(Coordinate annotation entries)
_ _ _ _
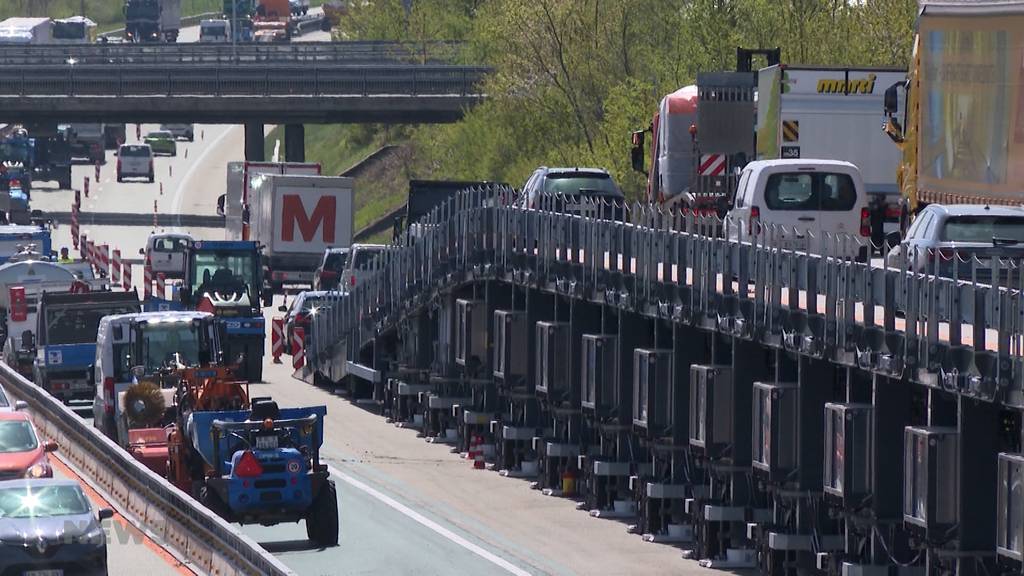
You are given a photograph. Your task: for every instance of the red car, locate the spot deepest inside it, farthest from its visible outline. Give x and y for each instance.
(22, 453)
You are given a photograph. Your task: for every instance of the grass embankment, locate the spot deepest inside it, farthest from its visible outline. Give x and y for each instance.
(339, 147)
(107, 13)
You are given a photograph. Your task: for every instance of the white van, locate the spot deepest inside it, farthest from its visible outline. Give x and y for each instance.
(168, 253)
(804, 204)
(148, 340)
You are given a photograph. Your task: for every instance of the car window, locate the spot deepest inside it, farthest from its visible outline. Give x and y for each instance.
(169, 245)
(810, 191)
(43, 501)
(983, 229)
(134, 151)
(364, 256)
(740, 189)
(595, 182)
(336, 261)
(16, 436)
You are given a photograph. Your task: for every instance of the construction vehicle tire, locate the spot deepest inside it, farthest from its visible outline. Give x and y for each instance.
(322, 520)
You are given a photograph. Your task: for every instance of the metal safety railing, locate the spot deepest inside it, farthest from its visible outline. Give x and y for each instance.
(960, 331)
(239, 80)
(160, 53)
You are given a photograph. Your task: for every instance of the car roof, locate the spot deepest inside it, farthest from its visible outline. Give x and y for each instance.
(571, 170)
(175, 315)
(805, 162)
(976, 210)
(14, 416)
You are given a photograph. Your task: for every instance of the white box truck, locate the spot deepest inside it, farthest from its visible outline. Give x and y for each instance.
(833, 114)
(27, 31)
(233, 204)
(296, 217)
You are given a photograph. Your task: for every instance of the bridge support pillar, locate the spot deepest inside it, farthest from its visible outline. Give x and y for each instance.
(295, 142)
(254, 141)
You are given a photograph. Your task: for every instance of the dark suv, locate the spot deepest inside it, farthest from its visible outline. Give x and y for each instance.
(328, 276)
(587, 192)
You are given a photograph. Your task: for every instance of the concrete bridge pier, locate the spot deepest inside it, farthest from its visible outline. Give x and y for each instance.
(295, 142)
(254, 141)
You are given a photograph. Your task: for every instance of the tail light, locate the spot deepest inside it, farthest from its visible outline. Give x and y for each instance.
(248, 465)
(109, 395)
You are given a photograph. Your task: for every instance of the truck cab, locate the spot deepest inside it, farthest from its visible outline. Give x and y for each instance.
(168, 253)
(130, 346)
(66, 338)
(224, 278)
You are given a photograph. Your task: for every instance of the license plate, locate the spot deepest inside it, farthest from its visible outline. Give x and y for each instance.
(266, 443)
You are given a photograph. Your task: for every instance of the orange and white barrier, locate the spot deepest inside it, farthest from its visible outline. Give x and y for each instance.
(298, 348)
(147, 279)
(116, 269)
(126, 278)
(278, 338)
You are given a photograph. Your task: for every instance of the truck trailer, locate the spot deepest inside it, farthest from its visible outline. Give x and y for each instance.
(296, 217)
(957, 116)
(27, 31)
(153, 21)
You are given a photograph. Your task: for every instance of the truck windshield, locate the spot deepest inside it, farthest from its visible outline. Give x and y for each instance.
(78, 325)
(165, 342)
(222, 272)
(69, 30)
(983, 229)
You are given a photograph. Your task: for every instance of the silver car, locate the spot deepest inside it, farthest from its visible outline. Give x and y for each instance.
(961, 240)
(49, 525)
(7, 404)
(358, 266)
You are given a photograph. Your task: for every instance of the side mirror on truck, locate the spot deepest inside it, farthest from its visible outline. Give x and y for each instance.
(636, 152)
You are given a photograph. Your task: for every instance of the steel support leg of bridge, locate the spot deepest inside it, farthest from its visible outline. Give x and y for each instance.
(295, 142)
(254, 141)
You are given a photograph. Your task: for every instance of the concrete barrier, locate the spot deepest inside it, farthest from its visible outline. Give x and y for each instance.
(184, 527)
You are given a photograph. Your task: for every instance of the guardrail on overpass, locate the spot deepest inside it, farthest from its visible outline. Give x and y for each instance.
(195, 534)
(239, 92)
(326, 52)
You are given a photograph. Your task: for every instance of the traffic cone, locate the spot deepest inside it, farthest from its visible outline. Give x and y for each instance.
(478, 462)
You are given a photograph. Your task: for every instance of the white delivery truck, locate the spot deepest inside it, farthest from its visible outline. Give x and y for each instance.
(26, 31)
(833, 114)
(296, 218)
(233, 204)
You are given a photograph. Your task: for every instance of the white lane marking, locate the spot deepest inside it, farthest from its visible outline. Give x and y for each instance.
(429, 524)
(178, 194)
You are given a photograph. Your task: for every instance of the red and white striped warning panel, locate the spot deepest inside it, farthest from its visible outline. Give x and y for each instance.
(712, 165)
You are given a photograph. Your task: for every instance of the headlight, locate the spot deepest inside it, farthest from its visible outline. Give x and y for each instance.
(95, 537)
(42, 469)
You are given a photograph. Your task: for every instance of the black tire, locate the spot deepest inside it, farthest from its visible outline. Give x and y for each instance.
(322, 520)
(254, 368)
(212, 501)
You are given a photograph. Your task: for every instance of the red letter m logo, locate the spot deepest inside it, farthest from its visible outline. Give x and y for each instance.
(295, 213)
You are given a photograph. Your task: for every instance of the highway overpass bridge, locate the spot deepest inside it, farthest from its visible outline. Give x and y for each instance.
(291, 84)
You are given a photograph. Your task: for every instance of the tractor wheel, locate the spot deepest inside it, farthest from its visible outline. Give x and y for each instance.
(322, 520)
(212, 501)
(254, 368)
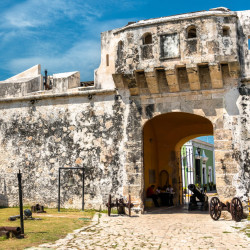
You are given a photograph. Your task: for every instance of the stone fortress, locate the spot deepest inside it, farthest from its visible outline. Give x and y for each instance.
(161, 82)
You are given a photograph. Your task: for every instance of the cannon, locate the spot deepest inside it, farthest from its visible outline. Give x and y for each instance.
(202, 203)
(234, 207)
(120, 205)
(14, 231)
(38, 209)
(27, 215)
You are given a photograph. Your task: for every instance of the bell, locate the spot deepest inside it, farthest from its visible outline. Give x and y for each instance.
(71, 181)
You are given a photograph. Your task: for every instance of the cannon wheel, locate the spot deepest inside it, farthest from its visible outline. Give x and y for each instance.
(129, 205)
(109, 205)
(214, 208)
(236, 209)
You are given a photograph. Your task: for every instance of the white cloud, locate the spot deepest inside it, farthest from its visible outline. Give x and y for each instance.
(83, 57)
(34, 13)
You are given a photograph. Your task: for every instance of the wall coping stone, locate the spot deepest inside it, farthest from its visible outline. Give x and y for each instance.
(40, 95)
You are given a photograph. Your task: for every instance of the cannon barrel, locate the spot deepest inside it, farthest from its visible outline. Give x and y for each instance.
(196, 192)
(15, 230)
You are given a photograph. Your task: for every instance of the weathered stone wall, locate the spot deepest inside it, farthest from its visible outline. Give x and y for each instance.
(102, 130)
(40, 136)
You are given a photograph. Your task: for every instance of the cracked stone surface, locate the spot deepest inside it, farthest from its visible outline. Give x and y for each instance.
(161, 229)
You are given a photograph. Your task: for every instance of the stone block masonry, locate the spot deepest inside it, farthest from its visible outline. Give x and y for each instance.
(194, 64)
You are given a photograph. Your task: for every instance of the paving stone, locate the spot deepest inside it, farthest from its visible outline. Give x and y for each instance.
(169, 229)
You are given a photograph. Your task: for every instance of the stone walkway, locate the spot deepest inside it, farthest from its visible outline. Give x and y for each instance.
(162, 229)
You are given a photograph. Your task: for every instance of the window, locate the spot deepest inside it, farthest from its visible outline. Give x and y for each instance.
(120, 51)
(147, 38)
(147, 50)
(225, 31)
(107, 60)
(169, 46)
(191, 32)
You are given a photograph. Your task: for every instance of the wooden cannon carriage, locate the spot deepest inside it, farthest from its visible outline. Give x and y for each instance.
(120, 205)
(234, 207)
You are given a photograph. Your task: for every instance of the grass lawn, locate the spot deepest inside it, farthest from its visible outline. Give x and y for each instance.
(53, 226)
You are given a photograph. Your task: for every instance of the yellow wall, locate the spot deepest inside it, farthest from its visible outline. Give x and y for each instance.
(163, 137)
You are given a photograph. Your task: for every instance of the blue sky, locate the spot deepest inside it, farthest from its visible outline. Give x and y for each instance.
(64, 35)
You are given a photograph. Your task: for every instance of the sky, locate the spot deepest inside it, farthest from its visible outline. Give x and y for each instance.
(64, 35)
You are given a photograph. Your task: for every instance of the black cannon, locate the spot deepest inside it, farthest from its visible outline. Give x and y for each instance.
(201, 204)
(120, 205)
(235, 208)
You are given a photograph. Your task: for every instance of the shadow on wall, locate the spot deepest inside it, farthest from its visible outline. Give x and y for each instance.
(3, 194)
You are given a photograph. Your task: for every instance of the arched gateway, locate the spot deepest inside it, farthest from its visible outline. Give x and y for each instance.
(163, 137)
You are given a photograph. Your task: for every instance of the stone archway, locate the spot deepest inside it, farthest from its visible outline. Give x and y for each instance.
(163, 137)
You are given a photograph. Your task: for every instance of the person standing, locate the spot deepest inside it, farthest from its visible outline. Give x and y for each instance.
(151, 194)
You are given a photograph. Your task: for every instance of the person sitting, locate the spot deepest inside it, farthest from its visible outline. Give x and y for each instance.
(151, 194)
(171, 197)
(158, 190)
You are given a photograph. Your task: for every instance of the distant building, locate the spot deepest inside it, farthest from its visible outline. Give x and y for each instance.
(198, 164)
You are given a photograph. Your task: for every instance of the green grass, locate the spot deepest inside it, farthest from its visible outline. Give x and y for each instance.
(53, 226)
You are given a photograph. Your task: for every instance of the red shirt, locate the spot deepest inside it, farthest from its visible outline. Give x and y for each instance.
(150, 191)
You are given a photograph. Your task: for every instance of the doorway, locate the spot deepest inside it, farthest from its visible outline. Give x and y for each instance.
(163, 137)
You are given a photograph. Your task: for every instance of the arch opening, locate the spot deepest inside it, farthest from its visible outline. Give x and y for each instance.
(163, 138)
_ _ _ _
Please print, word for word, the stretch of items from the line containing "of the arched" through the end of the items, including both ends.

**Worked answer**
You are given a photograph. Your task: for every instance of the arched gateway, locate the spot deepest inside it, farthest from its visible outline. Give x and y for each instance.
(163, 137)
You are given a photograph. Your task: for every instance of the stone archway, locate the spot deepest inside it, farthest from its visible outline. Give x and y for each instance.
(163, 137)
You are given a photograph. Your task: for every instance of the person standing, locate the spot deepest inside it, farthest from its visible outline. Give x and y for each instance.
(151, 194)
You are given a photograph. Your task: for every instance of the person sitting, locate the spot deepest inside it, farthest from its visible outline. Give x and y for each instance.
(151, 194)
(171, 197)
(158, 190)
You are given a photograph. Your task: for every instance of the distant building, locate the spot deepest inside it, farthest from its visible outline. Give x and y for each instance.
(198, 164)
You are given a photograph. Your task: for every instance of the green grass, locate the spot deepest inside it, farthest from its visible outline. Give x and y for each instance.
(53, 226)
You are given a photograph. Your task: for every instance of the red shirt, locate the spot deepest inside it, farthest from its visible outline. Give x and y for each instance.
(150, 191)
You are given a photograph. Your task: for every instance of the doorway, locate the spot deepest inside it, farthest from its visible outline. Give x and y for each instance.
(163, 137)
You are given a photograph. Your task: for every instance of the arch opening, locate the spot deepest inside it, farthest from its visible outline. Give x and y for each instance.
(163, 138)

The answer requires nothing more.